--- START SOURCE DATA ---
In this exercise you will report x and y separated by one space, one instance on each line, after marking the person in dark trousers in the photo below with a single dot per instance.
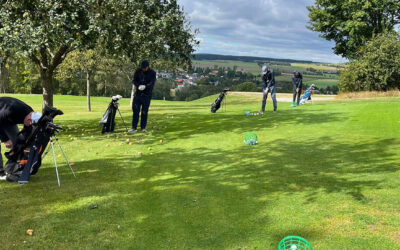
144 80
13 112
297 82
268 78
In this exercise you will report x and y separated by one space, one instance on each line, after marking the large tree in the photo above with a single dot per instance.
352 23
47 30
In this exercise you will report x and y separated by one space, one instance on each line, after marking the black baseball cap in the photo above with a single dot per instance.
144 64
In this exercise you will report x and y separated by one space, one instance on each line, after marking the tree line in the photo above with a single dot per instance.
46 32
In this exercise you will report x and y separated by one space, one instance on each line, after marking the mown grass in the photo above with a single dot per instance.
328 172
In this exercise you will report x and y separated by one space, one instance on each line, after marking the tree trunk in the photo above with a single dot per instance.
48 90
88 90
4 77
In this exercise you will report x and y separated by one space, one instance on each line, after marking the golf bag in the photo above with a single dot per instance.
307 95
25 158
217 103
108 119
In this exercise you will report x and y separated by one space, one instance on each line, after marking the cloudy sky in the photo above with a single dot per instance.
264 28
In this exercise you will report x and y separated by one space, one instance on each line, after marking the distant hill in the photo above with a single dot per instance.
244 58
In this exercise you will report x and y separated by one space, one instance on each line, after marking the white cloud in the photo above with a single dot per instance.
266 28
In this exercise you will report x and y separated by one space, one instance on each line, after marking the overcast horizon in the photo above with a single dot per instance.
259 28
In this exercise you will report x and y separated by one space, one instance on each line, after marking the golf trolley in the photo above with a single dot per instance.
108 119
217 103
25 158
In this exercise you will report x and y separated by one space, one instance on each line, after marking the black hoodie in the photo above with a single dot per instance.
13 111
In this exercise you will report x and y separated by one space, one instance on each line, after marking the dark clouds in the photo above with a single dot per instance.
269 28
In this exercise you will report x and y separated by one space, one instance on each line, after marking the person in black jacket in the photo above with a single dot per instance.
13 112
297 82
144 80
268 78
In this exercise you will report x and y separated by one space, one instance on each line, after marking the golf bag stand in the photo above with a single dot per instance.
108 119
52 139
217 103
307 95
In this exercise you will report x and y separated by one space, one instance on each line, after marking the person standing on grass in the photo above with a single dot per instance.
268 78
13 112
144 80
297 82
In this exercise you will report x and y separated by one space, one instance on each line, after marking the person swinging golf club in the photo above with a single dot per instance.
268 78
144 80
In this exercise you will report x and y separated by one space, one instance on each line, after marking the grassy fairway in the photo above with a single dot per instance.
328 172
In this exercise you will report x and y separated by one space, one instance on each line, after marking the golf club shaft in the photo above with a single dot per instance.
55 162
65 156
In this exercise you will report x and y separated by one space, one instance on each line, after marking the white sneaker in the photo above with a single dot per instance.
130 131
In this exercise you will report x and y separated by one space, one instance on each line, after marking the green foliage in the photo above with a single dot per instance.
247 87
47 30
377 66
351 24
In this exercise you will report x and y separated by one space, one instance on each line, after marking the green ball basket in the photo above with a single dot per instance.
294 243
250 138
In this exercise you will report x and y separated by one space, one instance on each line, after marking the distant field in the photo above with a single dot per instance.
328 172
253 67
322 81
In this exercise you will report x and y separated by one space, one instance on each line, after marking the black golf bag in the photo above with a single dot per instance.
108 119
25 158
217 103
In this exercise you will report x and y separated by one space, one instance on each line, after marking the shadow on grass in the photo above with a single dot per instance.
199 198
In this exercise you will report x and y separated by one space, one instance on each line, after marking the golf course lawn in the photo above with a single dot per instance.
328 172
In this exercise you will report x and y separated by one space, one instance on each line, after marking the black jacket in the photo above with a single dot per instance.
147 78
13 111
268 79
297 82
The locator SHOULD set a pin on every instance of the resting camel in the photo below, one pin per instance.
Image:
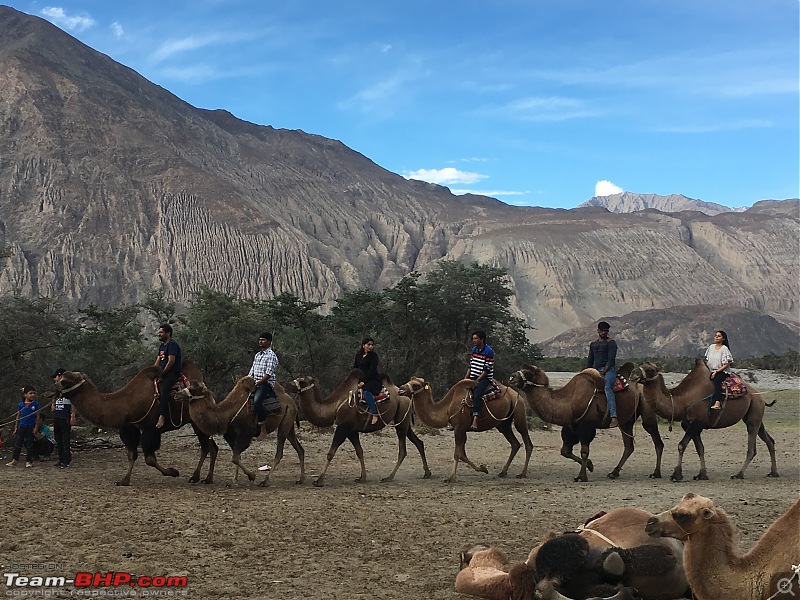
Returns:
(134, 411)
(685, 403)
(499, 414)
(712, 560)
(234, 419)
(580, 407)
(656, 571)
(351, 419)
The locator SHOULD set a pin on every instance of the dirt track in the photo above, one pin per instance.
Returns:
(397, 540)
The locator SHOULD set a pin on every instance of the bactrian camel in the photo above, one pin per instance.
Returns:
(714, 565)
(580, 408)
(351, 418)
(486, 572)
(134, 411)
(455, 409)
(234, 419)
(687, 402)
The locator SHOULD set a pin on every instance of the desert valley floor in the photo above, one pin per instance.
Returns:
(347, 540)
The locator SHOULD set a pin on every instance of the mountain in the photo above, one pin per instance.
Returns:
(681, 331)
(629, 202)
(110, 185)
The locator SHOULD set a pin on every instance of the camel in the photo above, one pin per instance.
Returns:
(234, 419)
(657, 571)
(351, 419)
(714, 566)
(453, 409)
(685, 403)
(134, 410)
(580, 408)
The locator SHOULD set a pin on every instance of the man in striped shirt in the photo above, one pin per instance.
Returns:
(481, 369)
(265, 363)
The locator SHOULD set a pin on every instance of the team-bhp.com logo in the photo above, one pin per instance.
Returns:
(96, 584)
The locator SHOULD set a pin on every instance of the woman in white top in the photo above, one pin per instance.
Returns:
(718, 359)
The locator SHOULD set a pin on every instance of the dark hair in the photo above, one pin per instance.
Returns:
(724, 337)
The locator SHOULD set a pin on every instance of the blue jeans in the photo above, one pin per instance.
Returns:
(369, 398)
(611, 375)
(477, 395)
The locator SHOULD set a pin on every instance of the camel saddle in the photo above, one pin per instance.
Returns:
(182, 383)
(620, 383)
(379, 398)
(734, 387)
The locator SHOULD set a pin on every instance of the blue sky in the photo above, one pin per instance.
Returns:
(534, 102)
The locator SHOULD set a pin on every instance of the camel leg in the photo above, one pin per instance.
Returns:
(339, 436)
(130, 437)
(505, 429)
(752, 432)
(628, 447)
(767, 438)
(522, 427)
(569, 438)
(301, 453)
(421, 449)
(651, 427)
(207, 446)
(402, 451)
(460, 454)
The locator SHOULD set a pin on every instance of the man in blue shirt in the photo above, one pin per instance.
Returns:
(481, 369)
(603, 356)
(169, 359)
(24, 426)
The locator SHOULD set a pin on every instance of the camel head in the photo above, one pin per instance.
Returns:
(692, 514)
(413, 387)
(70, 381)
(528, 376)
(301, 384)
(197, 390)
(645, 372)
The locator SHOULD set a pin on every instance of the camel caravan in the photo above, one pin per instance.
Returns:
(580, 408)
(688, 551)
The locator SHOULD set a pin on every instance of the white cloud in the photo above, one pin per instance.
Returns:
(606, 188)
(552, 108)
(57, 16)
(445, 176)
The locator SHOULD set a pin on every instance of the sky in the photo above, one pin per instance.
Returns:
(533, 102)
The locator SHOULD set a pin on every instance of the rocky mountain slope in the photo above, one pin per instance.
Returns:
(629, 202)
(110, 185)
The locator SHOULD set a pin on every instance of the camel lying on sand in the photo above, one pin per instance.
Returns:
(580, 408)
(134, 410)
(351, 419)
(454, 409)
(235, 421)
(715, 567)
(684, 403)
(486, 572)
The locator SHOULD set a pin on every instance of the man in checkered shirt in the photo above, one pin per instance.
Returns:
(265, 363)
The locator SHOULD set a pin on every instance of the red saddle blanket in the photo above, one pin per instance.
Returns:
(734, 387)
(620, 383)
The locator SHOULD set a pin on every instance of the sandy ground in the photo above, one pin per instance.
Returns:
(347, 540)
--- END SOURCE DATA ---
* **INSTRUCTIONS TO FOLLOW**: Please reproduce only the lines from the one with "man in checkered" through the end of the records, requests included, scaling every coordinate in the answers by 2 and rounding to whole numbers with halves going up.

* **EXPECTED ANSWER**:
The locator SHOULD set a pin on every instance of the man in checkered shirt in the photo above, one pin per instance.
Returns:
(530, 726)
The locator SHOULD set a pin on every instance of the red saddle blanket in the photo above, one pin per instance.
Returns:
(1468, 774)
(1240, 766)
The locator SHOULD set a pin on every instance of the sandy ground in the photo above, one pin per instance.
Returns:
(694, 1080)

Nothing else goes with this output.